▶ **TASK MATERIAL**
>> START
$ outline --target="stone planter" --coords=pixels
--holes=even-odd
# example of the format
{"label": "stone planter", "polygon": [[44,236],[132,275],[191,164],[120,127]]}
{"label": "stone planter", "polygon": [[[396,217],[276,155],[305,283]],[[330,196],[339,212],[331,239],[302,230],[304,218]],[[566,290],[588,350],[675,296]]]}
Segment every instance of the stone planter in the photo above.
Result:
>> END
▶ **BRIEF**
Copy the lines above character for character, without changing anything.

▶ **EXERCISE ANSWER**
$ outline --target="stone planter" --coords=pixels
--holes=even-odd
# example of the format
{"label": "stone planter", "polygon": [[44,236],[132,275],[191,164],[120,127]]}
{"label": "stone planter", "polygon": [[[396,217],[276,155],[305,283]],[[330,196],[339,212],[331,239],[302,230],[304,218]],[[566,290],[588,350],[675,296]]]}
Segment every instance of the stone planter in the photo above.
Result:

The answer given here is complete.